• TASK REQUIREMENTS: Each record needs to be echoed exactly; can you do that?
___
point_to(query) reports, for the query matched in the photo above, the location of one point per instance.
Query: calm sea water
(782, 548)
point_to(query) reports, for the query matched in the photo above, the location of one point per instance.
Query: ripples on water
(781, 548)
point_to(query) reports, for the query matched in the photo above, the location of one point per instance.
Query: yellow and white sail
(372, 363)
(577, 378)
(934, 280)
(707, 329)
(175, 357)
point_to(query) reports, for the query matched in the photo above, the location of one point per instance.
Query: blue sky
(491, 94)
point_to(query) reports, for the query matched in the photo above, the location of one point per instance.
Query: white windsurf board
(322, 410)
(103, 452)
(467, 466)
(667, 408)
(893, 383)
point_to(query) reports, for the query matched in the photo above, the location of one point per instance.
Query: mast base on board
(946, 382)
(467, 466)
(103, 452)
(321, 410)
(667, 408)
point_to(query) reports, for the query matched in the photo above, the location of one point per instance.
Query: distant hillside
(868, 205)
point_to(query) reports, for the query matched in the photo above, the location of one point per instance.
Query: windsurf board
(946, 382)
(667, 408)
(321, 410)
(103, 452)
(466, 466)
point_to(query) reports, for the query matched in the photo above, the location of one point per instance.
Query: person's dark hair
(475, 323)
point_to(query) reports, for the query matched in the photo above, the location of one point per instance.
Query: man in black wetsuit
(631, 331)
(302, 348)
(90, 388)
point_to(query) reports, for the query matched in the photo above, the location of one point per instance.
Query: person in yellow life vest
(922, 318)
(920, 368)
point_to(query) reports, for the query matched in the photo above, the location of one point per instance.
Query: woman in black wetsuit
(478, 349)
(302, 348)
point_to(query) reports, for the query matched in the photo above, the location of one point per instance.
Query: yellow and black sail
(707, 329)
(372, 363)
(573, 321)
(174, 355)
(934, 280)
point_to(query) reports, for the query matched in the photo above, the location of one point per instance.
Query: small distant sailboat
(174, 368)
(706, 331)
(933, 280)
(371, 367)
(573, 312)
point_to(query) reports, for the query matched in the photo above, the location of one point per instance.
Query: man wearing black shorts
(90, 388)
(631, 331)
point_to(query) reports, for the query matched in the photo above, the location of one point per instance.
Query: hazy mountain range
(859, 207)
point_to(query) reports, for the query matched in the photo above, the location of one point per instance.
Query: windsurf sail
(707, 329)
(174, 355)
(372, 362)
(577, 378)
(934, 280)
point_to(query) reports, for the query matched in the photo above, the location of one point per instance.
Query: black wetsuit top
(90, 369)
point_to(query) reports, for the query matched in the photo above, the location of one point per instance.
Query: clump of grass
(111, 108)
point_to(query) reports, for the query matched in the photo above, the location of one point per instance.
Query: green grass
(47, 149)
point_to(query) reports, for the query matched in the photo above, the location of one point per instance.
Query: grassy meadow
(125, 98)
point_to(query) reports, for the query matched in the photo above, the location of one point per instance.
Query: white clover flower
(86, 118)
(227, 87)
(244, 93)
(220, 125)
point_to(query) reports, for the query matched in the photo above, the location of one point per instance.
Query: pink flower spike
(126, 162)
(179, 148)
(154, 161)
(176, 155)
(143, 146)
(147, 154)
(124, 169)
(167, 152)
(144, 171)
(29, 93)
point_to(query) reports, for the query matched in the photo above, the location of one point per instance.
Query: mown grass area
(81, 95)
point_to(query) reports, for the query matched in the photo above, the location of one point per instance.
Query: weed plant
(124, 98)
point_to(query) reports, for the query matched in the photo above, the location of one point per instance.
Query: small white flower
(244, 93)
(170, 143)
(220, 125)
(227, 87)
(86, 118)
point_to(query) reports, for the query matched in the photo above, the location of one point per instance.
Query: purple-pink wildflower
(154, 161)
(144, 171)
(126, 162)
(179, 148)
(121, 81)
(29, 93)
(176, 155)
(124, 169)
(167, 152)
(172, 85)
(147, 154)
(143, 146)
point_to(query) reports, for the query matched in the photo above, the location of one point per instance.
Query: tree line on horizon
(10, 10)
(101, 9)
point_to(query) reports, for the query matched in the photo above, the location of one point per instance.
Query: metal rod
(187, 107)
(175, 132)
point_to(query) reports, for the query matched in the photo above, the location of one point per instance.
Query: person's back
___
• FULL ANSWER:
point_to(query) reports, for the query matched in the photo above, the location of one point per instance.
Query: calm sea water
(782, 548)
point_to(query) reports, for the query matched in the photo above, the location of one point per instance.
Query: ripples on water
(781, 548)
point_to(query) reports, for the query matched in the photo above, the location of one point per instance.
Query: yellow and white sail
(372, 363)
(577, 378)
(934, 280)
(707, 329)
(175, 357)
point_to(query) reports, for the query matched in the photo above, the location of one point per instance.
Query: blue sky
(491, 94)
point_to(query) reports, for the query matched in the photo above, the location of one point per instance.
Query: white windsurf board
(322, 410)
(103, 452)
(467, 466)
(667, 408)
(893, 383)
point_to(query) reports, for the query matched in the photo above, the location of one point per instance.
Query: mast base on board
(946, 382)
(467, 466)
(103, 452)
(321, 410)
(667, 408)
point_to(query) reports, for the query matched in the photo above, the location of one point per instance.
Query: distant hillside
(868, 205)
point_to(query) reports, for the query matched in the photo above, the location of one point per instance.
Query: windsurf board
(946, 382)
(667, 408)
(321, 410)
(103, 452)
(466, 466)
point_to(query) reports, for the query matched in the photo above, the location of one point per instance.
Query: person's dark hair
(475, 323)
point_to(query) reports, for the query matched in the photo above, the location of one point per instance.
Query: man in black wetsuit
(631, 331)
(302, 348)
(90, 388)
point_to(query) reports, for the query matched in the photo above, the location of one point per instance.
Query: person in yellow life vest
(922, 318)
(920, 368)
point_to(query) reports, for the query matched in the photo above, the location of one point per instance.
Query: woman in black wetsuit
(478, 349)
(302, 348)
point_to(query) reports, for the query matched in the photo above, the location of one point per instance.
Query: yellow and black sail
(707, 329)
(372, 363)
(573, 321)
(174, 355)
(934, 280)
point_to(query) reports, for the query matched in the photo above, the location of one point per instance.
Query: small distant sailboat
(174, 368)
(706, 331)
(933, 280)
(371, 367)
(573, 312)
point_to(query) reports, for the query matched in the photo above, the location of one point per instance.
Query: man wearing black shorts
(90, 388)
(631, 331)
point_to(query) reports, for the query matched in the photo above, the location of one point per instance.
Query: hazy mountain range
(859, 207)
point_to(query) reports, for the query matched in the photo above, the location of one point per instance.
Query: windsurf sail
(707, 329)
(174, 355)
(372, 362)
(577, 378)
(934, 280)
point_to(query) reports, for the query matched in the photo above, the location of one point per instance.
Query: black wetsuit top
(90, 369)
point_to(query) reports, for the query matched in the photo above, the location of one point per instance.
Query: clump of grass
(111, 108)
point_to(query) reports, for the query matched in the photo above, the location of one point per instance.
Query: green grass
(47, 149)
point_to(query) reports, for the query matched in the photo above, the location of one point per instance.
Query: grassy meadow
(125, 98)
point_to(query) reports, for the query matched in the photo above, the location of one point per instance.
Query: white clover flower
(86, 118)
(227, 87)
(244, 93)
(220, 125)
point_to(query) reports, for the query matched in the photo above, the location of one point per instance.
Query: pink flower spike
(126, 162)
(179, 148)
(154, 161)
(176, 155)
(143, 146)
(147, 154)
(124, 169)
(167, 152)
(144, 171)
(29, 93)
point_to(query) reports, for the query matched in the photo above, the location of one point per instance.
Query: mown grass area
(81, 95)
point_to(query) reports, for the query matched in the photo above, the location of one point per instance.
Query: weed plant
(124, 98)
point_to(query) reports, for the query matched in the photo above, the location of one point per instance.
Query: small white flower
(244, 93)
(170, 143)
(220, 125)
(227, 87)
(86, 118)
point_to(query) reports, for the query matched in the photo above, the location of one point per instance.
Query: purple-pink wildflower
(154, 161)
(144, 171)
(126, 162)
(179, 148)
(121, 81)
(29, 93)
(176, 155)
(124, 169)
(167, 152)
(172, 85)
(147, 154)
(143, 146)
point_to(query) reports, for the query matched in the photo above, the location of one point per instance.
Query: tree line on horizon
(10, 10)
(101, 9)
point_to(query) reports, for the query matched in the photo above, the location of one point per instance.
Query: metal rod
(187, 107)
(175, 132)
point_to(query) reports, for the query matched in the photo above, the location of one point per instance.
Query: person's back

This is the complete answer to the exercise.